Repeat the entries exactly, and do not carry the pictures over.

----- Records for the task -----

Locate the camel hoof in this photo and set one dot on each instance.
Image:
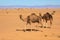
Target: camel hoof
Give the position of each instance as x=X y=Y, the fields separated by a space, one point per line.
x=44 y=26
x=48 y=27
x=41 y=26
x=35 y=30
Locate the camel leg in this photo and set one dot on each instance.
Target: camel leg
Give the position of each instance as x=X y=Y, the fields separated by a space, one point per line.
x=50 y=23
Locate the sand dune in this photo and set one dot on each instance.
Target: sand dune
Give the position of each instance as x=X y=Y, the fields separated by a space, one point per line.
x=10 y=21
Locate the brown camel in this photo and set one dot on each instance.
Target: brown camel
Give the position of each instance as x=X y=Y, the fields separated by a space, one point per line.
x=33 y=18
x=48 y=17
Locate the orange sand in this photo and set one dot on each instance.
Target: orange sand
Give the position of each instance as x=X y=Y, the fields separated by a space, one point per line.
x=10 y=21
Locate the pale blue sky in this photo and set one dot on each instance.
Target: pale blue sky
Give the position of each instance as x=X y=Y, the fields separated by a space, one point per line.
x=29 y=2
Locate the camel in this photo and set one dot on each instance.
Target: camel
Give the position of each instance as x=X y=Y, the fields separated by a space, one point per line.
x=33 y=18
x=48 y=17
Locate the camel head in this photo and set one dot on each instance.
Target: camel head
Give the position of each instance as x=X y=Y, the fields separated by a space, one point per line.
x=33 y=14
x=53 y=13
x=39 y=14
x=21 y=17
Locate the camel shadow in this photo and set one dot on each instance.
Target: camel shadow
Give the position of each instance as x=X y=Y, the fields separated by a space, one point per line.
x=29 y=30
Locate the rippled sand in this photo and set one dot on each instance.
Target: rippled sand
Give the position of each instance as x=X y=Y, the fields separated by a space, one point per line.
x=10 y=21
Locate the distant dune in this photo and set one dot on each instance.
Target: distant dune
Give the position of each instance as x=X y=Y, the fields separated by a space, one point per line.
x=10 y=21
x=21 y=6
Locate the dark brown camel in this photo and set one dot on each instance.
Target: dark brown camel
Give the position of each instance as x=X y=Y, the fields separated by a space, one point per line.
x=33 y=18
x=48 y=17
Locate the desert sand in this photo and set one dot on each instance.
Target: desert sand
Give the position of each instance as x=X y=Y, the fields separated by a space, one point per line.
x=10 y=21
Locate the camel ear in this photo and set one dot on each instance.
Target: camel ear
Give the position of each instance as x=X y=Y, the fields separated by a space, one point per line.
x=53 y=13
x=20 y=16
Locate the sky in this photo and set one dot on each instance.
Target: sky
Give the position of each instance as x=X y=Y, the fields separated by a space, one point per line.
x=29 y=2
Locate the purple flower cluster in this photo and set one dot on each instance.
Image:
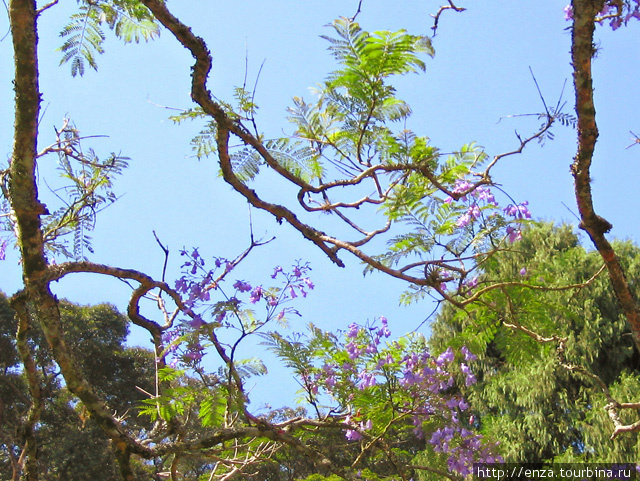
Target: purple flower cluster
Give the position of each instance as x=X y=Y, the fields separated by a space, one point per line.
x=618 y=14
x=422 y=390
x=472 y=196
x=197 y=286
x=479 y=198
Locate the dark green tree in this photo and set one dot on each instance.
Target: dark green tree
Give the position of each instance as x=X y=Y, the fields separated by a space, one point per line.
x=70 y=444
x=548 y=352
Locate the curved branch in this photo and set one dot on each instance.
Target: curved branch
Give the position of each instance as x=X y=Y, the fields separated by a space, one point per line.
x=582 y=51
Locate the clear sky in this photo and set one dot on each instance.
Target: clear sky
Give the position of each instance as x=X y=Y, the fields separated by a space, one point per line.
x=480 y=75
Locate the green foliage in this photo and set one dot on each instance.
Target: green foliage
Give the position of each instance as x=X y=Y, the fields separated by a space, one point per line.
x=71 y=445
x=524 y=398
x=130 y=20
x=87 y=189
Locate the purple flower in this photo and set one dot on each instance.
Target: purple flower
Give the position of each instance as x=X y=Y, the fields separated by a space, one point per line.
x=519 y=211
x=464 y=220
x=514 y=234
x=353 y=350
x=484 y=193
x=242 y=286
x=470 y=379
x=256 y=294
x=568 y=12
x=474 y=211
x=462 y=186
x=446 y=356
x=367 y=379
x=471 y=283
x=353 y=330
x=196 y=322
x=468 y=355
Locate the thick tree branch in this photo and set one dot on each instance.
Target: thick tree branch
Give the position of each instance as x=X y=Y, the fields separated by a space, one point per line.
x=582 y=52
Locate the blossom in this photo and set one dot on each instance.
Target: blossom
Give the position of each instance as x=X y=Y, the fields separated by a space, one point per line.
x=464 y=220
x=471 y=283
x=446 y=356
x=196 y=322
x=256 y=294
x=242 y=286
x=468 y=355
x=568 y=12
x=519 y=211
x=513 y=234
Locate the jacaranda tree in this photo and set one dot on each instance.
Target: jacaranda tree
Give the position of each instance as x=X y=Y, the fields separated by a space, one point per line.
x=440 y=215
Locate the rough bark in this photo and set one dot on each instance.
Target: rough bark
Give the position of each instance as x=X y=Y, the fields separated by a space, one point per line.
x=582 y=52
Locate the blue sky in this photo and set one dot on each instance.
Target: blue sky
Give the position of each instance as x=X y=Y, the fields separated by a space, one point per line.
x=481 y=74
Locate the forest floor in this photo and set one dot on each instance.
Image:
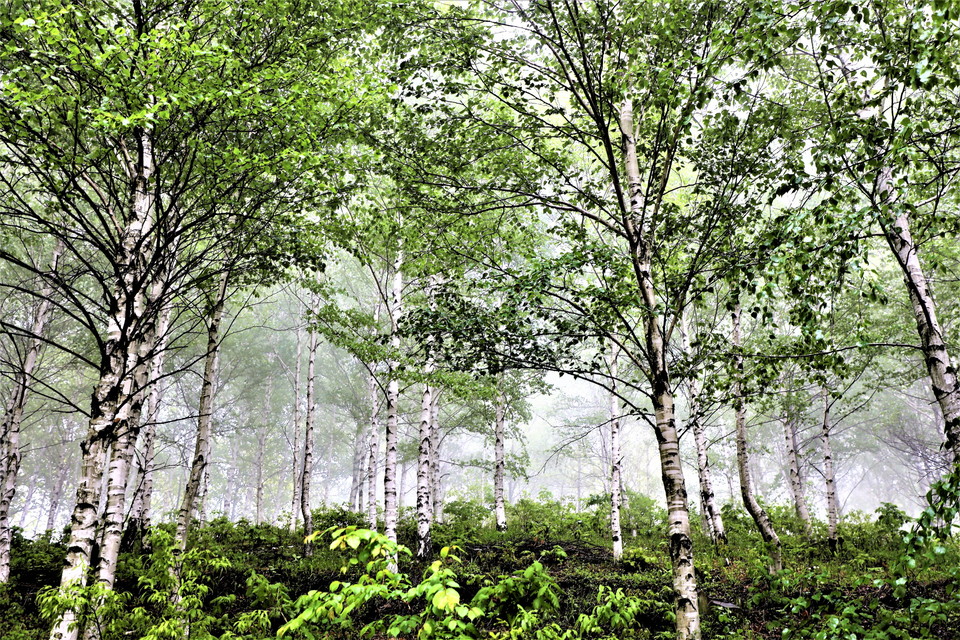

-----

## [Solved exercise]
Locate the camel hoof in this photo and set one dot on each instance.
Image:
Target: camel hoof
Give the position of each instance as x=X y=Y, the fields separated by a space, one point per line.
x=44 y=26
x=48 y=27
x=41 y=26
x=35 y=30
Locate the camel leg in this photo and set one dot on each instance.
Target: camel leg
Give the position of each instance as x=X y=Y, the fields separated by a space, one point per line.
x=50 y=23
Locate the sand dune in this photo and set one dot on each instance.
Target: sand dune
Give the position of each instance as x=X y=Y, the fields separated by a space, one point per line.
x=10 y=21
Locate the brown camel in this photo and set one dot on each instance.
Target: brown camel
Give the position of each instance as x=X y=Y, the fields separated by a space, one point per line.
x=33 y=18
x=48 y=17
Locate the orange sand in this photo and set one dot on each instance.
Target: orange sand
Give the position of each instance as x=X y=Y, the fields separated by a space, one point per line.
x=10 y=21
Locate the pale blue sky in this photo and set one dot on each instance.
Target: pale blue sky
Give the position of each instance as x=X y=Y, the fields separated by a space, one point per line.
x=29 y=2
Locate the camel in this photo and set one dot on each instance.
Target: camel
Give the position of each instance as x=X y=Y, the fields separated by a space, one point per line.
x=33 y=18
x=48 y=17
Locate the camel head in this photo and set one dot on each instance.
Target: camel head
Give the position of each instance as x=X y=Y, the fields separated by a space, one point per line.
x=33 y=14
x=53 y=13
x=39 y=14
x=21 y=17
Locate the camel shadow in this photo and set one dot on each instance.
Target: camel shadow
Give the position of each instance as x=X y=Y, the fields separated by a space, one point per line.
x=29 y=30
Locate the rippled sand in this photo and set one dot on each instance.
Target: rippled sand
Give the position of each instance as x=X y=Y, the fields separated by a space, one point per line.
x=10 y=21
Locate the distant dune in this photo and set one dot on each instance.
Target: distant dune
Give the position of each instance as x=X y=Y, the fields separated by a space, one point per line.
x=10 y=21
x=21 y=6
Locate the dark brown camel in this photo and set one dot on each instance.
Target: dark brown camel
Give the position of each instance as x=X y=Y, the fields separated by a space, one point per line.
x=33 y=18
x=48 y=17
Locate the desert sand in this photo and set one dot on each instance.
Target: desert sand
Give the position of each instance as x=X y=Y, the fields separated by a space, one point per line.
x=10 y=21
Locate the camel ear in this photo and set one dot on each instance.
Target: camel ear
Give the position of each instance as x=X y=Y, the fields separated by a space, one point per line.
x=53 y=13
x=20 y=16
Locate the sky in this photo and set one dot on each instance.
Target: sky
Give the position of each instance as x=X y=Y, the fields separated by a space, one point per line.
x=29 y=2
Locate the purple flower cluster in this photo and set one dot on each instance.
Image:
Target: purple flower cluster
Give the position of each instance as x=X y=Y, the fields separated by a space, one point per line.
x=618 y=14
x=422 y=390
x=472 y=196
x=197 y=286
x=479 y=198
Locate the dark green tree in this photo and set one dot on each instance.
Target: dark green tree
Give the position of each instance as x=X y=Y, the fields separated by a space, one point per line.
x=70 y=444
x=548 y=352
Locate the curved branch in this photo and set one dot on each instance.
Target: curved branch
Give the position of each instance as x=X y=Y, the fields separated by a space, one point per line.
x=582 y=51
Locate the clear sky in this photo and set one dot on each instance.
Target: clear sky
Give the position of each instance as x=X y=Y, the fields separated by a space, one point per line.
x=480 y=75
Locate the green foliage in this photo and set one dot on each instance.
Target: green foliage
Give the position of each instance as x=X y=Y, the fields separated by a space, one point per line.
x=71 y=445
x=524 y=398
x=130 y=20
x=87 y=189
Locate the purple flower in this photo and set one dot on each instance.
Target: purple flower
Give the position of each instance as x=X y=Y, the fields separated by a space, one point per line.
x=519 y=211
x=464 y=220
x=514 y=234
x=353 y=350
x=484 y=193
x=242 y=286
x=470 y=379
x=256 y=294
x=568 y=12
x=474 y=211
x=462 y=186
x=446 y=356
x=367 y=379
x=471 y=283
x=353 y=330
x=196 y=322
x=468 y=355
Locate the thick tree branch in this photo and set one dot on each instance.
Target: thick tree branch
Give the position of each instance as x=X y=Y, the fields separated by a space, one point per line.
x=582 y=52
Locate the blossom in this photo and set one dot on each instance.
Target: blossom
Give the position of each instance as x=X y=Y, the fields separated by a space, one point per line.
x=464 y=220
x=471 y=283
x=446 y=356
x=196 y=322
x=256 y=294
x=242 y=286
x=468 y=355
x=568 y=12
x=519 y=211
x=513 y=234
Locate the jacaranda tree in this photo and set one dot on each instance.
Target: jacaranda tree
Give the position of each instance as x=X y=Y, the fields separated by a space, one point per line.
x=440 y=215
Locate the rough bark in this photo and set one dot on each instance.
Target: rough bark
Give the position of each instance as x=X y=Y, the fields separated by a space, one point per line.
x=582 y=52
Locate the blue sky in this photo and set one dot on each instance.
Target: blue sky
Give the position of each instance as x=X y=Y, the fields separated by a space, one point per line.
x=481 y=74
Locate the forest floor in this photo and set one dot on each instance.
Image:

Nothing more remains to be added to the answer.